[BEGIN WORKING DATA]
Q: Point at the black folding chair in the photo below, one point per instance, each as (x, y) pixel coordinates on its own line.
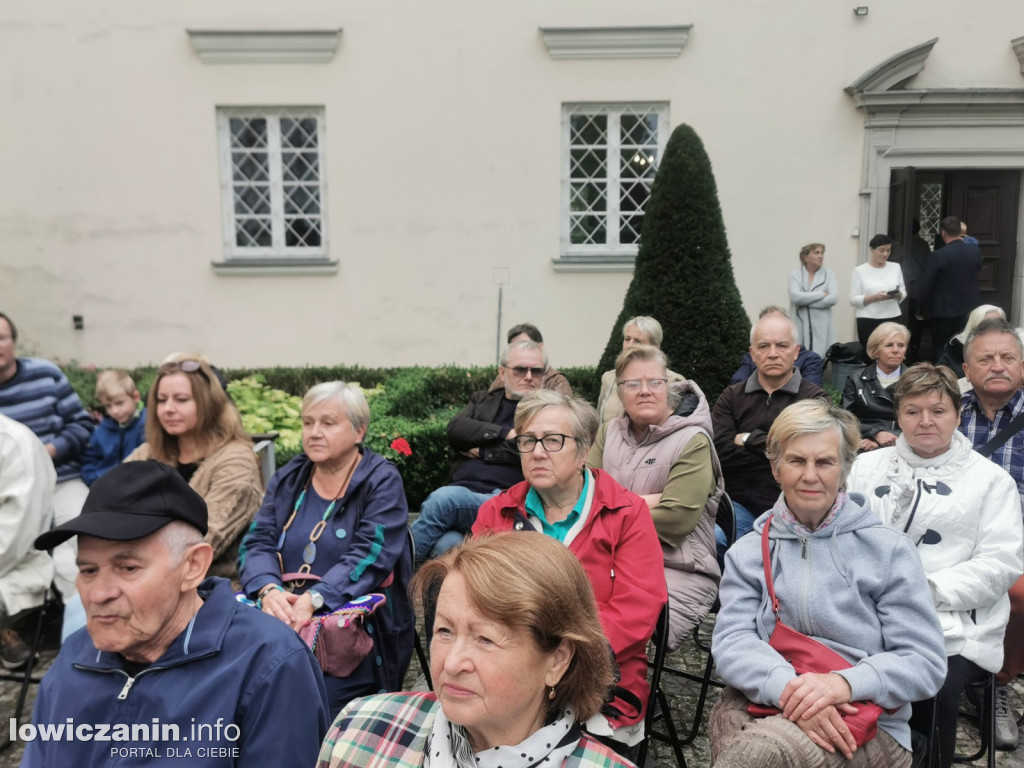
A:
(51, 605)
(727, 521)
(660, 641)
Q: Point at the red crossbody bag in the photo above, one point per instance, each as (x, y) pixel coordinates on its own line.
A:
(807, 654)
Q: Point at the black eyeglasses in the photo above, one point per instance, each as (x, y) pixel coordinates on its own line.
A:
(634, 385)
(520, 372)
(526, 443)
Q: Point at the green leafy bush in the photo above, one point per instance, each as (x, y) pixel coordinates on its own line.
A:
(264, 409)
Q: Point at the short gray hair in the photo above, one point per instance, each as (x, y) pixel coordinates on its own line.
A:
(882, 334)
(349, 397)
(814, 417)
(527, 346)
(584, 420)
(648, 326)
(178, 536)
(992, 326)
(772, 309)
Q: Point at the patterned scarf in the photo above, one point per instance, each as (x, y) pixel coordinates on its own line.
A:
(449, 745)
(801, 529)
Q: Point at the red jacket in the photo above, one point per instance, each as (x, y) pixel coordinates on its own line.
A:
(620, 551)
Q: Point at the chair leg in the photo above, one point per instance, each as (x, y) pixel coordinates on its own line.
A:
(30, 665)
(706, 683)
(986, 727)
(670, 726)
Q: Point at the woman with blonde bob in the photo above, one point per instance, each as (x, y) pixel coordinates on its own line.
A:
(867, 393)
(192, 425)
(964, 512)
(517, 658)
(662, 449)
(640, 330)
(952, 352)
(843, 579)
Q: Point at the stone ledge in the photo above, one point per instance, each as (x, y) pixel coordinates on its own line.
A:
(265, 46)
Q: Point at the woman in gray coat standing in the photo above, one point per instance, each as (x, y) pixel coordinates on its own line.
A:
(813, 293)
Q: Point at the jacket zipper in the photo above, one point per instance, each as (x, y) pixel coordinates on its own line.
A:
(913, 508)
(129, 680)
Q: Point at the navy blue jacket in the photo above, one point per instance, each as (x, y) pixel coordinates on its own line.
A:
(949, 287)
(40, 396)
(110, 444)
(366, 541)
(231, 666)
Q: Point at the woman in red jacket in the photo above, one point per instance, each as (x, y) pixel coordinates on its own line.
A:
(607, 527)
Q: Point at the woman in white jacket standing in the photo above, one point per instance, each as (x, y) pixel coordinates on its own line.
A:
(813, 293)
(965, 515)
(877, 289)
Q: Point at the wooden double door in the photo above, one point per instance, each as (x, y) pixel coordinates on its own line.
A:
(986, 200)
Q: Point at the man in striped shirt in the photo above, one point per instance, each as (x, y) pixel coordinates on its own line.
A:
(993, 355)
(37, 393)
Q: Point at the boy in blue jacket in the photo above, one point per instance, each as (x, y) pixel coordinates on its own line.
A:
(121, 432)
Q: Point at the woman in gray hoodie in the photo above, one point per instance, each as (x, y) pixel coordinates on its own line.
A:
(842, 578)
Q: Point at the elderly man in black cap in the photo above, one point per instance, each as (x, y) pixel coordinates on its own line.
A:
(171, 665)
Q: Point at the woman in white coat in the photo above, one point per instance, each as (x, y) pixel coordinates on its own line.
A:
(964, 513)
(813, 293)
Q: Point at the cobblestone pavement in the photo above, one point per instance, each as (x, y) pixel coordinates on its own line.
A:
(682, 697)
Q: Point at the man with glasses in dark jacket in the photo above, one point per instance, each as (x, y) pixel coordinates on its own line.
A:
(486, 461)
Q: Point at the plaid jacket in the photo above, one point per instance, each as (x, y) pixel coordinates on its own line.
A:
(391, 729)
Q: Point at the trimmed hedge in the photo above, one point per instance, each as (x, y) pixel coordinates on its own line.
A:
(415, 403)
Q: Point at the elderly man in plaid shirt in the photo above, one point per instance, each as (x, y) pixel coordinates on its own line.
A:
(992, 418)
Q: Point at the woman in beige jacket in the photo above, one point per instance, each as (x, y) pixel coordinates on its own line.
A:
(193, 426)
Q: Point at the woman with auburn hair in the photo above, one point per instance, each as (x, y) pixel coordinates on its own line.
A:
(607, 527)
(844, 580)
(813, 293)
(334, 528)
(518, 662)
(192, 425)
(867, 393)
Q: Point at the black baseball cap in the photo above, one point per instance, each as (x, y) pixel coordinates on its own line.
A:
(130, 502)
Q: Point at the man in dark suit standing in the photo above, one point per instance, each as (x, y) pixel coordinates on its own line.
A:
(948, 289)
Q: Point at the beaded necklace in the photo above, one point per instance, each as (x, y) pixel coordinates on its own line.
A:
(309, 551)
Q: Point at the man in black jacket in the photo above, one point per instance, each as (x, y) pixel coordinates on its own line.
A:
(949, 287)
(486, 460)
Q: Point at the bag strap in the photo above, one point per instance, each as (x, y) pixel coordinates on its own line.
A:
(766, 557)
(1004, 434)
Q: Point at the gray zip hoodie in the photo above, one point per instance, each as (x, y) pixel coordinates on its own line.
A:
(858, 587)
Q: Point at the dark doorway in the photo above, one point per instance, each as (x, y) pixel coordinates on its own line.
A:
(987, 201)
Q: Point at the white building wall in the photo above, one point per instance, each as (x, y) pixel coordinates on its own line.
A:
(442, 156)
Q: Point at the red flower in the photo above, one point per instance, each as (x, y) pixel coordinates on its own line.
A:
(400, 445)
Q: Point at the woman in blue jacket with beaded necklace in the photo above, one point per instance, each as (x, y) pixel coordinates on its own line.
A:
(337, 511)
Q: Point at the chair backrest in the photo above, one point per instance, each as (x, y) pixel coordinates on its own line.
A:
(660, 640)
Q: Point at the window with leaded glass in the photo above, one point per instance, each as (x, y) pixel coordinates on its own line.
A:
(272, 178)
(610, 154)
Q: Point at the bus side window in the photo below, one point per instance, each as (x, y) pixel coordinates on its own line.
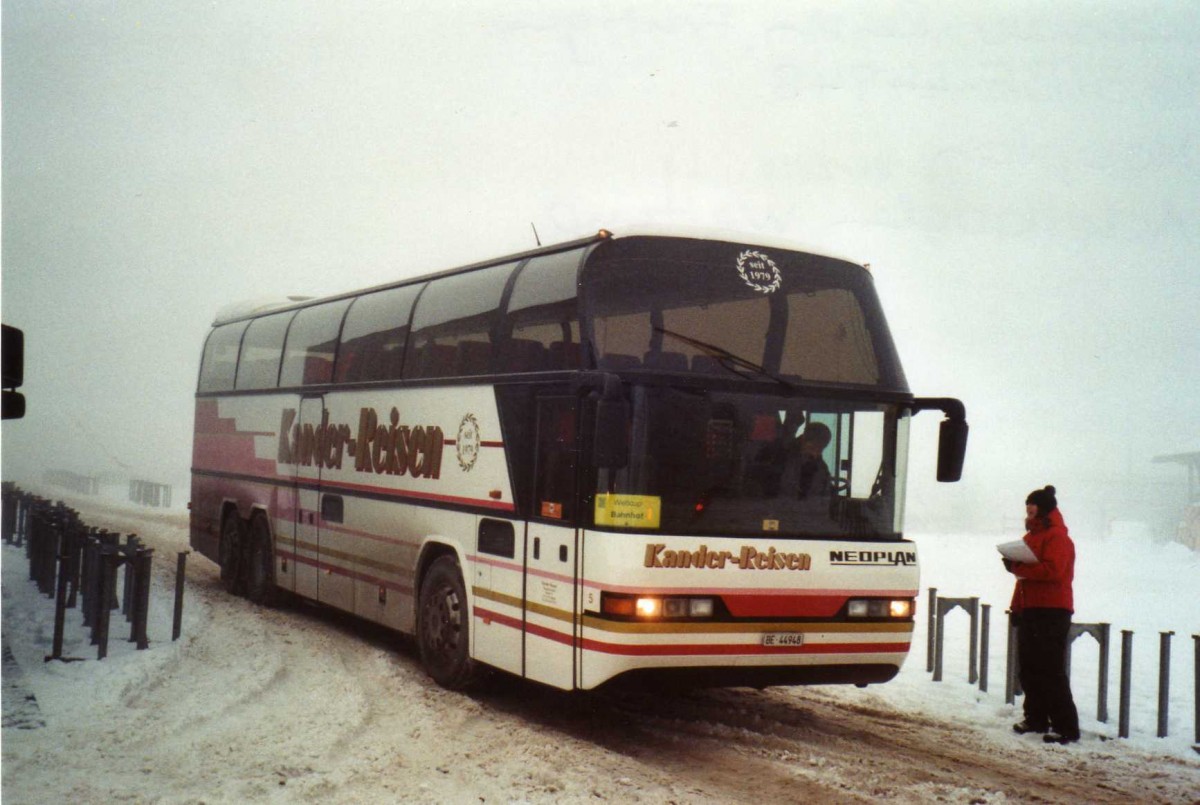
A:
(497, 538)
(312, 340)
(454, 323)
(219, 366)
(376, 335)
(556, 461)
(262, 348)
(544, 312)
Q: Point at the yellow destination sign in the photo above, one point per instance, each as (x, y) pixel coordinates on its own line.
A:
(628, 510)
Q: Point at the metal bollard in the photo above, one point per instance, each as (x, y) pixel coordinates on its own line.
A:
(984, 640)
(1101, 632)
(178, 623)
(142, 605)
(1164, 680)
(1195, 697)
(943, 607)
(130, 588)
(1126, 682)
(1011, 674)
(931, 629)
(107, 583)
(60, 608)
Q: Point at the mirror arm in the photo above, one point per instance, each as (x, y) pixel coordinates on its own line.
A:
(953, 408)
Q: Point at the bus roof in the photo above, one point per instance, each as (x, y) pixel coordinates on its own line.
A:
(252, 308)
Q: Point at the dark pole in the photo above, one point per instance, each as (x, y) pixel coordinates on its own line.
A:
(180, 566)
(1126, 680)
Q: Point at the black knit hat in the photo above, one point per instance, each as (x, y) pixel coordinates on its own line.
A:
(1044, 499)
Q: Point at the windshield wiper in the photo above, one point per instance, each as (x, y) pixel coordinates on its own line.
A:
(725, 358)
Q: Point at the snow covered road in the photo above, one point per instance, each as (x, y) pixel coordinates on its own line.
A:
(301, 704)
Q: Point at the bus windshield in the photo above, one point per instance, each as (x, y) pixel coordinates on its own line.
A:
(729, 463)
(720, 311)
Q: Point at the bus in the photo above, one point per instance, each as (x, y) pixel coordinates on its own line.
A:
(641, 458)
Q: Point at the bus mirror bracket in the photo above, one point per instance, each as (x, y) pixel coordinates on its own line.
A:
(610, 443)
(952, 438)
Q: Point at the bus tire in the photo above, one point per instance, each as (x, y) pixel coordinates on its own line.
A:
(232, 552)
(443, 626)
(261, 587)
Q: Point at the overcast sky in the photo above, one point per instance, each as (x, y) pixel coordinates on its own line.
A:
(1024, 179)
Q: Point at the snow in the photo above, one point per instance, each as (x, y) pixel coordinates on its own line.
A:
(300, 704)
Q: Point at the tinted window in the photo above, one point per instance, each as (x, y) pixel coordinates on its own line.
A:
(454, 324)
(731, 311)
(261, 352)
(375, 336)
(312, 341)
(220, 361)
(544, 316)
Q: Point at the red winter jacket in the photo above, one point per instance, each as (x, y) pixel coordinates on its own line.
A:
(1045, 582)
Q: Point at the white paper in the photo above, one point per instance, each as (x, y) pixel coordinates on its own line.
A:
(1017, 551)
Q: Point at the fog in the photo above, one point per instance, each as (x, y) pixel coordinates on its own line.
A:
(1023, 179)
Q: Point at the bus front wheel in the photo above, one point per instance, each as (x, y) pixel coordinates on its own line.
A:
(443, 626)
(261, 586)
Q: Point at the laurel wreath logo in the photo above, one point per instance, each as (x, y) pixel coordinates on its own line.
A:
(468, 442)
(759, 271)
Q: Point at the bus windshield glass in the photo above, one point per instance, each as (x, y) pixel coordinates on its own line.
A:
(729, 463)
(725, 311)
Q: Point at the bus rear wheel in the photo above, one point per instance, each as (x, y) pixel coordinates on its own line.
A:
(443, 626)
(232, 552)
(261, 586)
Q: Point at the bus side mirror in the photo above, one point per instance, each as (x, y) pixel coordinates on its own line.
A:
(610, 442)
(12, 346)
(952, 448)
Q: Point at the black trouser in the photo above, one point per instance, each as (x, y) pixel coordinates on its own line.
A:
(1042, 653)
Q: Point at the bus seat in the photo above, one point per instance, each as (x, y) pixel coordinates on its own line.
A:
(707, 365)
(435, 360)
(666, 361)
(564, 355)
(525, 355)
(474, 358)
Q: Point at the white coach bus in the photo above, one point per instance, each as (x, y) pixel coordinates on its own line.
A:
(618, 457)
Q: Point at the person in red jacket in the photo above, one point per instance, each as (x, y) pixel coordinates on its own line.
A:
(1042, 607)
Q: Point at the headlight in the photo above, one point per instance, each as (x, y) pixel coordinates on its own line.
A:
(895, 608)
(652, 607)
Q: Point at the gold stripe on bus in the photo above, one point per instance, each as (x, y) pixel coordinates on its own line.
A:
(660, 628)
(516, 602)
(325, 553)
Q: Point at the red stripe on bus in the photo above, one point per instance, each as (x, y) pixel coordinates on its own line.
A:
(690, 649)
(502, 505)
(341, 571)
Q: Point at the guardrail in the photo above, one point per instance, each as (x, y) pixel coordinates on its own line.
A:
(977, 661)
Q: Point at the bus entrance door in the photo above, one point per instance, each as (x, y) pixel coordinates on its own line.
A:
(551, 626)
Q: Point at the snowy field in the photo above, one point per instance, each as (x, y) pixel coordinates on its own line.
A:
(304, 706)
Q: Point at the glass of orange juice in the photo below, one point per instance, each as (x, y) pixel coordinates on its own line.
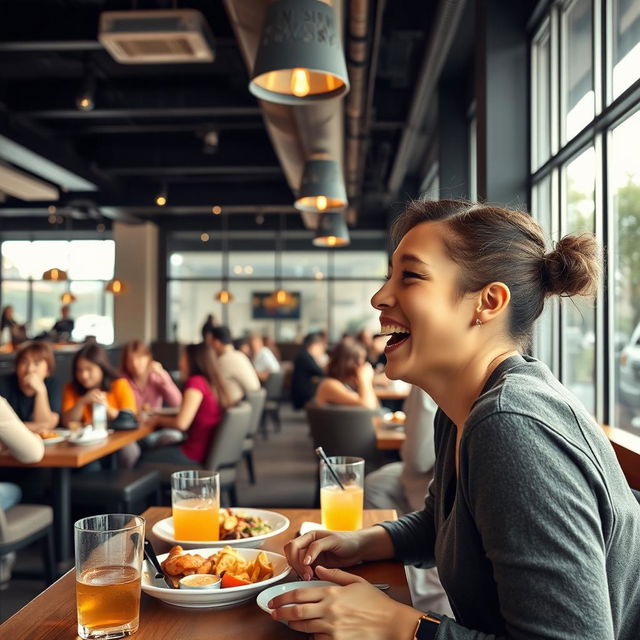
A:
(109, 552)
(195, 502)
(342, 508)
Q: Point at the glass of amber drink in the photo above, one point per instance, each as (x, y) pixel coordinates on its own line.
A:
(109, 552)
(341, 509)
(195, 503)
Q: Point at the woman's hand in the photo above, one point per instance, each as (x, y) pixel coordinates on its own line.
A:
(351, 610)
(337, 549)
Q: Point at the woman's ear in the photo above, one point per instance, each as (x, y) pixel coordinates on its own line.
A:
(493, 301)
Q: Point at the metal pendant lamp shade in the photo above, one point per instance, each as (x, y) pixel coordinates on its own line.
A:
(322, 187)
(55, 275)
(332, 230)
(300, 57)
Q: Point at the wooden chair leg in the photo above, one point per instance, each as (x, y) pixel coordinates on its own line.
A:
(248, 459)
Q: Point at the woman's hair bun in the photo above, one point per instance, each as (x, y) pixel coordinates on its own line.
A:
(573, 267)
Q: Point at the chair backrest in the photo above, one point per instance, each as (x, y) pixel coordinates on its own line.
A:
(274, 385)
(256, 399)
(345, 431)
(226, 445)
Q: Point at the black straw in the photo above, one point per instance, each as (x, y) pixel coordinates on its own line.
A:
(323, 456)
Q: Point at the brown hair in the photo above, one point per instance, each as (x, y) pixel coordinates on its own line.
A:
(201, 362)
(97, 355)
(40, 351)
(137, 347)
(345, 359)
(492, 244)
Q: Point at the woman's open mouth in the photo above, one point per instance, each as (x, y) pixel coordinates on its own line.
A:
(398, 336)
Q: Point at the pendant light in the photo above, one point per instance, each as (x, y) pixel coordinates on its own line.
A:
(300, 57)
(332, 230)
(280, 297)
(322, 187)
(224, 296)
(115, 286)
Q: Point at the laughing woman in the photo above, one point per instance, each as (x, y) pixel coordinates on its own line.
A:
(529, 519)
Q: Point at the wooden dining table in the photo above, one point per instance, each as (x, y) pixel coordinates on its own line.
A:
(52, 614)
(61, 458)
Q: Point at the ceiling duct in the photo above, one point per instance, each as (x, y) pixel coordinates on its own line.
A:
(156, 37)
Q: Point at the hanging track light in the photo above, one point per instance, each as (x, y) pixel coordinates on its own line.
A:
(332, 230)
(322, 187)
(300, 57)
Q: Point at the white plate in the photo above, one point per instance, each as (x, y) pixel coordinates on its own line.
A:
[END WORKING DATA]
▶ **STATED EXERCISE**
Starting with the line that contains "Q: Point at the brown" and going on through the end of the records, rewrite those lines as a numbered list, leaving out any blank lines.

▶ **RESPONSE TO THIS TASK**
1. Q: Point at the brown hair in the photo above, one point per instance, each as (x, y) pixel coordinates on its own line.
2. A:
3. (201, 362)
4. (97, 355)
5. (40, 351)
6. (137, 347)
7. (345, 359)
8. (492, 244)
9. Q: Point at the woman's open mouth in the photo above, one point per instance, each as (x, y) pixel coordinates on its own line.
10. A:
11. (398, 336)
12. Q: Point at the pendant light in the photo above, one point per instance, each as (x, y) pixel coordinates on its own line.
13. A:
14. (300, 57)
15. (332, 230)
16. (280, 297)
17. (322, 187)
18. (224, 296)
19. (115, 286)
20. Q: Point at the laughing woman in the photo above, one point per instance, each as (x, y) pixel coordinates on its own line.
21. A:
22. (529, 519)
23. Q: Point at the wooden dining table in the photo above, one point per instance, each as (x, y) pixel coordinates on its own line.
24. A:
25. (52, 614)
26. (61, 458)
27. Q: Point at the ceiling duct in the photo above, one point per instance, each as (x, y) pixel coordinates on its own line.
28. A:
29. (156, 37)
30. Q: Point at the hanging track light in the photo above, one point per instance, each as (x, y) pixel coordinates on its own line.
31. A:
32. (332, 230)
33. (322, 187)
34. (300, 57)
35. Q: Point at the white plate in the photo above, one point per instance, each as (x, y) pixel coordinates on its own line.
36. A:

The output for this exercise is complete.